WORK TO COMPLETE.
• a. According to the Family Treatment Court passage, how many participants does the Hall County program currently have?
• b. Extend the Family Treatment Court passage beyond its final sentence.

The Northeastern Judicial Circuit is blessed to have a Family Treatment Court in both Hall and Dawson counties. The Hall County program has been in existence since 2006 and currently has 53 participants. Dawson has been in existence since 2019 and currently has 9 participants. The goal of Family Treatment Court is to reunify substance-addicted parents with their children faster or to avoid removal of those children from their homes. Family Treatment Courts provide integrated substance abuse treatment through cognitive behavioral intervention and parenting instruction, trauma groups, individual counseling and criminal addictive thinking groups. The program features increased drug screening (average of two to three screens per week), court reviews every two weeks with motivational interviewing and accountability, peer support, and intensive case management from staff. The benefit of Family Treatment Court is that the CASA supervisor, DFCS Case Manager, SAAG, Child attorney, Parent attorney and Judge are reviewing the parent’s progress as well as the children’s needs every week. Children generally participate with the parents in some of the parenting curriculum and reunification occurs before graduation, to ensure everything is going well in the home.

RECORD SET.
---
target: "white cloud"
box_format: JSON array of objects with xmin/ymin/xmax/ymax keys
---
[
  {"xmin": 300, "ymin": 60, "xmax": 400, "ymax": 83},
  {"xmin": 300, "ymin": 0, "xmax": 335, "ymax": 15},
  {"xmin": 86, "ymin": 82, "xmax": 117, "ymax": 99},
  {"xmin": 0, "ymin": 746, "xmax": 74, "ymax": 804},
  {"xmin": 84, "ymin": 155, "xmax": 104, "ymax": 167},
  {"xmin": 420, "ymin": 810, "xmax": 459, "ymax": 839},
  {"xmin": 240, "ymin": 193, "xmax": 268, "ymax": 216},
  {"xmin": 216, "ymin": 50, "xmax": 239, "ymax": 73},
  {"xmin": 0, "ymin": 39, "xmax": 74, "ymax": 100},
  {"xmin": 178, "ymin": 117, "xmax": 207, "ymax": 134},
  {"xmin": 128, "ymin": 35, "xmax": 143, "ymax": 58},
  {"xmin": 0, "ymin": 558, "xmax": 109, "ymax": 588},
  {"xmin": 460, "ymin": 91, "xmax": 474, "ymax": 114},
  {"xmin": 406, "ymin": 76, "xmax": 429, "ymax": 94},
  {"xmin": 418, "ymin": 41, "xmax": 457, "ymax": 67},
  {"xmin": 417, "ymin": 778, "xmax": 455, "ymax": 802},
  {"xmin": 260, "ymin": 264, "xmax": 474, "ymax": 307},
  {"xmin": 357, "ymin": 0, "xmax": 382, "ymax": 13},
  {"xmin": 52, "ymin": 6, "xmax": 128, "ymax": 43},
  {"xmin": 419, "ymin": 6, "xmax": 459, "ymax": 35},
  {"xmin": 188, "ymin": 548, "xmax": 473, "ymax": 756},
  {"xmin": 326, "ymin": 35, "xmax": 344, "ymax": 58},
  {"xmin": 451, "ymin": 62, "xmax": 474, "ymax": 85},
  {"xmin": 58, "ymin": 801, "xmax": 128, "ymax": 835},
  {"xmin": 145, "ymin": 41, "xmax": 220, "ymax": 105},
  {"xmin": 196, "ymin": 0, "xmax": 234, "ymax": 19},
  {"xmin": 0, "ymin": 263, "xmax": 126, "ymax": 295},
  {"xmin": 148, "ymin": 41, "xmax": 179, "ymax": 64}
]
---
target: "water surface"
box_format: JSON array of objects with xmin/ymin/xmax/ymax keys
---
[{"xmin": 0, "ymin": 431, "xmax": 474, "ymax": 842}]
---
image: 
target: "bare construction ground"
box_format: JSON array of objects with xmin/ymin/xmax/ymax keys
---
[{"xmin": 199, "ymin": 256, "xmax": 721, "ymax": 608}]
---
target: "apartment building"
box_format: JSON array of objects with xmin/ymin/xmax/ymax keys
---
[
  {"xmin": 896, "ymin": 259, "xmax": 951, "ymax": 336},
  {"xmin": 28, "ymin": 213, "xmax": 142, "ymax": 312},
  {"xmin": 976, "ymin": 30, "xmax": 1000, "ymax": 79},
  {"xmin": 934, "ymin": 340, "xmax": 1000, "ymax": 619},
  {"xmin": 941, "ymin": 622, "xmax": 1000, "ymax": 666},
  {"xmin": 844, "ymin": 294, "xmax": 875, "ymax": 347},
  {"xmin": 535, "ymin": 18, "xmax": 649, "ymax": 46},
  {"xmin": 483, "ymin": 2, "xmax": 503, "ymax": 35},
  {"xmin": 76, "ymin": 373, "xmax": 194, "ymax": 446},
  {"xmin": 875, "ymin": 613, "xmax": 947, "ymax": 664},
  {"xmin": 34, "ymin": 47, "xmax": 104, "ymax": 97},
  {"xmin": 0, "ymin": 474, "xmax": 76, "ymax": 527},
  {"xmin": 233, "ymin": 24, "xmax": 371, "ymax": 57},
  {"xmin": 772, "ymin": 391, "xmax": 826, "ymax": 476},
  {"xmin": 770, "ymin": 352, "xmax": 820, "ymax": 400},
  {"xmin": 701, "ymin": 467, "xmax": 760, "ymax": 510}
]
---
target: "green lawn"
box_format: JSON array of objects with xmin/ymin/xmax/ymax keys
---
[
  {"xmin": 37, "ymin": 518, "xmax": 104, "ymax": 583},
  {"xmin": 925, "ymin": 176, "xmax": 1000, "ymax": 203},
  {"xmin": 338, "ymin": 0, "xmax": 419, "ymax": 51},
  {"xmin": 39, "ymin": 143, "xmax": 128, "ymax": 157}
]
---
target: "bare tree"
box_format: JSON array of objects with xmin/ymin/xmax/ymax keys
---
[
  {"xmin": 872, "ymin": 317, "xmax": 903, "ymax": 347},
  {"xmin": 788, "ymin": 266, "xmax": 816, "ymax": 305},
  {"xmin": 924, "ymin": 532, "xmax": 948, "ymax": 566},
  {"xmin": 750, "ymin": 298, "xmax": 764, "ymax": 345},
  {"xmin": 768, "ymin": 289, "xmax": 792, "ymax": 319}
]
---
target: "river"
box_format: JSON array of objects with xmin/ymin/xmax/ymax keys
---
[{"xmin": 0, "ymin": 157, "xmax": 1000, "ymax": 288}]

ANSWERS BY ITEM.
• a. 53 participants.

• b.
The role of a CASA Volunteer for Family Treatment Court is not necessarily different than in a non-Family Treatment Court case but because of the collaborative nature of the team, CASAs have greater knowledge of a family’s progress, needs and success than with a traditional case. It also gives the opportunity to raise concerns such as difficulties with education, communication, or visitation earlier in the process compared to waiting for the next scheduled hearing. CASA Volunteers who work with Family Treatment Court will give reports at least monthly on how the children are doing and many do reports every two weeks. The reports are not as detailed and formal as hearing reports but help everyone to keep up with what is going on with the children. CASA Volunteers are often able to develop a close relationship with parents in Family Treatment Court and things are often less adversarial then you would see on typical dependency cases. They often become mentors to parents by helping guide them through many of life’s challenges. Sometimes CASA Volunteers often refer to themselves as the parents’ CASA because the relationship is so close. They often feel like family. CASA Volunteers do not have to worry about whether or not parents are using drugs or following their case plan because the CASA supervisor is a team member at staffing, so it becomes less about the case plan and more about the child. If parents are not cooperating with CASA, Family Treatment Court staff have participants call the CASA Volunteers from our offices and help smooth out the communication.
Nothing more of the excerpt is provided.